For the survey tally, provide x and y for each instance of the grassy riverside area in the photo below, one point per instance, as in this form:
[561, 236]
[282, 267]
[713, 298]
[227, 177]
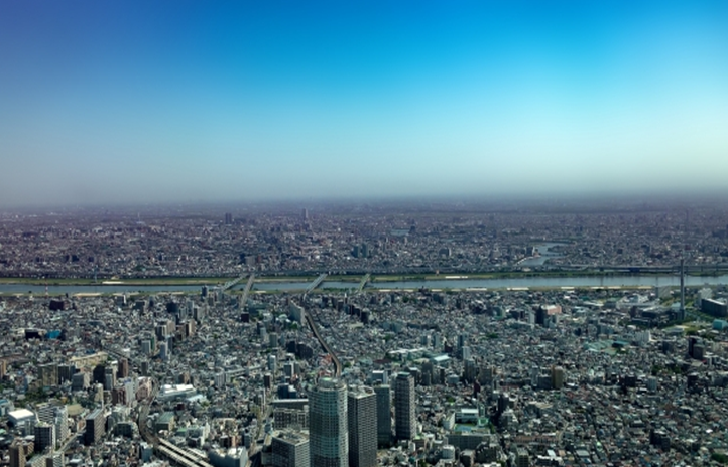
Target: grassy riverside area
[379, 278]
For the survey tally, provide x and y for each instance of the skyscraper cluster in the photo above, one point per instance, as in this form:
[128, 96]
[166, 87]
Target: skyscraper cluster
[347, 424]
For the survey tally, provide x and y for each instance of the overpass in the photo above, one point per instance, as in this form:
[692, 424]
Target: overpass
[363, 283]
[230, 284]
[314, 328]
[319, 280]
[180, 456]
[246, 291]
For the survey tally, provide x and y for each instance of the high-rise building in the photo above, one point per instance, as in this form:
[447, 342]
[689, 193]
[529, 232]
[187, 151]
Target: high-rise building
[95, 427]
[123, 369]
[362, 414]
[404, 406]
[45, 436]
[384, 414]
[17, 455]
[329, 424]
[290, 449]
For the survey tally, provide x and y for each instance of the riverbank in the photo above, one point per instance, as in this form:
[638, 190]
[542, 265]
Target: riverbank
[353, 279]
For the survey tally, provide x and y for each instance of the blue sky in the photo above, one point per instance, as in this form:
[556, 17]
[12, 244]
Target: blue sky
[127, 102]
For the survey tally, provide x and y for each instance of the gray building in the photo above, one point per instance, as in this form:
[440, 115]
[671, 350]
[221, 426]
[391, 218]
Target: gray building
[362, 408]
[290, 449]
[384, 414]
[329, 424]
[404, 406]
[95, 427]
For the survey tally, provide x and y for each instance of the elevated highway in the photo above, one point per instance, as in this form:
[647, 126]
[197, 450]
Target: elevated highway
[319, 280]
[364, 281]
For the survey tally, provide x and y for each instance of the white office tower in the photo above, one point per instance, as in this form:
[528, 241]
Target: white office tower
[362, 415]
[329, 424]
[60, 422]
[384, 414]
[404, 406]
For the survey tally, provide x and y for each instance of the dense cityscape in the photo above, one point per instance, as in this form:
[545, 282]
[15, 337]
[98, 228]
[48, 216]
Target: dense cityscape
[324, 336]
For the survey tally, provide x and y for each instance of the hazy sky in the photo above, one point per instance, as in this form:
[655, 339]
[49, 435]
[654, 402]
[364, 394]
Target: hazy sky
[124, 101]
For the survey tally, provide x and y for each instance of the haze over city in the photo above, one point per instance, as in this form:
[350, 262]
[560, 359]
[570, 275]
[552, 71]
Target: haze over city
[132, 102]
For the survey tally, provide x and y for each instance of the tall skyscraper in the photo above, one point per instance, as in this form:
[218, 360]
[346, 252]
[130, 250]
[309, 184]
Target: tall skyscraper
[328, 424]
[17, 455]
[362, 408]
[95, 427]
[404, 406]
[45, 437]
[384, 414]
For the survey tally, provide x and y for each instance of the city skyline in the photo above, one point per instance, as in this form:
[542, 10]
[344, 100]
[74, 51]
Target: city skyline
[137, 103]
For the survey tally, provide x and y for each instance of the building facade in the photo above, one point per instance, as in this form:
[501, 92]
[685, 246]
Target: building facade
[329, 424]
[362, 413]
[404, 406]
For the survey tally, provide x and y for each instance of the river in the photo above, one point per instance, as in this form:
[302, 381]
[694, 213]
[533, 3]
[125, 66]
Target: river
[456, 283]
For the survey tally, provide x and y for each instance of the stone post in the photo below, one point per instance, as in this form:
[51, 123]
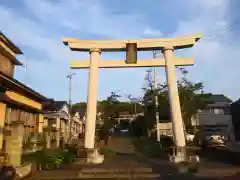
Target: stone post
[14, 143]
[176, 116]
[47, 137]
[40, 123]
[92, 99]
[2, 122]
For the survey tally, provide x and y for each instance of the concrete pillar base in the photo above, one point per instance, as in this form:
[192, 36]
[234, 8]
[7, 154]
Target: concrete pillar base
[90, 156]
[179, 155]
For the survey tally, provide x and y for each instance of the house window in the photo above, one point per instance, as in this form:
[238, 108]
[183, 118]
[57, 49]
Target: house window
[217, 110]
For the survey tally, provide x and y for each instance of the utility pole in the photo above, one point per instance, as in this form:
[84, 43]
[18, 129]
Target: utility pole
[156, 99]
[70, 101]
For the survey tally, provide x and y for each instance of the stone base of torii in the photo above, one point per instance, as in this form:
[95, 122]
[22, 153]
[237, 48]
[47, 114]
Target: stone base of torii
[167, 46]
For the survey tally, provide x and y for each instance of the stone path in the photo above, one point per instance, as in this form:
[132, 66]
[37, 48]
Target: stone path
[127, 164]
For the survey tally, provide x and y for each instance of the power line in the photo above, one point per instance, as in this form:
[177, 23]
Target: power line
[221, 31]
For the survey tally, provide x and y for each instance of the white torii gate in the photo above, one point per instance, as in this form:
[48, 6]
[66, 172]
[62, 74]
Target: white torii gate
[167, 45]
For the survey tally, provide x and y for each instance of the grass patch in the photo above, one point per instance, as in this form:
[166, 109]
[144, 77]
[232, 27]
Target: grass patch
[51, 158]
[151, 148]
[107, 152]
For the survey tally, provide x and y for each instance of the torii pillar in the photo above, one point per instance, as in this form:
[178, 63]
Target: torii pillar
[167, 45]
[92, 99]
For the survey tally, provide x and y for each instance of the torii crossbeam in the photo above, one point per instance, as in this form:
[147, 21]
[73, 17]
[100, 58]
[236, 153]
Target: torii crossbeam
[166, 45]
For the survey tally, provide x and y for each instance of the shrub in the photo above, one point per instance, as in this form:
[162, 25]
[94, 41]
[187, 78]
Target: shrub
[51, 159]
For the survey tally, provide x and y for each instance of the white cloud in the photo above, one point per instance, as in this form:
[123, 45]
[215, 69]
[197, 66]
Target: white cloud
[87, 16]
[152, 32]
[216, 58]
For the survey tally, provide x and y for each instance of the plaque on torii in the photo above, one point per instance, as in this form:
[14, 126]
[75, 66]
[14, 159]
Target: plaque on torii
[166, 45]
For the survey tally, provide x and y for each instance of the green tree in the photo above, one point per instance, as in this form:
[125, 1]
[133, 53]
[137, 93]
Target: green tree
[190, 95]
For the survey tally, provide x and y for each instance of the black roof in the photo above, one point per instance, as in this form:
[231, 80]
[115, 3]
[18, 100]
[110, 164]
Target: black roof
[54, 105]
[10, 82]
[216, 98]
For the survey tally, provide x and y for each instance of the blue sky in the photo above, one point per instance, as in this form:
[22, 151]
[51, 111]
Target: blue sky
[37, 27]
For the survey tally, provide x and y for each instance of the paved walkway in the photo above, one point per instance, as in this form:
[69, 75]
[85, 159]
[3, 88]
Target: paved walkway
[127, 162]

════

### DIRECTIONS FOR THIS TASK
Please restate word for word only the lines running from the line that contains "Target: white cloud" to the final line of the listing above.

### THE COMPLETED TASK
Target: white cloud
[87, 16]
[152, 32]
[216, 58]
For the survey tally, provide x and y for each instance of the plaque on torii in the photo above, one point per instance, as in this form:
[14, 126]
[75, 66]
[14, 159]
Target: plaque on torii
[166, 45]
For the survey tally, provide x and y for each instance of the green tree in the photo above, one point per instance, as in this form:
[125, 1]
[133, 53]
[137, 93]
Target: green tree
[190, 95]
For the survey tally, provide x and y for each instance of the black roof in the photo above, one point per instance, as in this form:
[231, 80]
[115, 3]
[18, 100]
[110, 164]
Target: black roof
[54, 105]
[10, 82]
[216, 98]
For the survey tally, provide x and y for each instance of the blue sky in the photo above, one point per instance, as in this form:
[22, 151]
[51, 111]
Target: blue sky
[37, 27]
For the survey tally, provide x and y for each instance of the paved walkway in the photo above, one point per instance, as in this form:
[69, 75]
[85, 159]
[3, 88]
Target: paved walkway
[127, 162]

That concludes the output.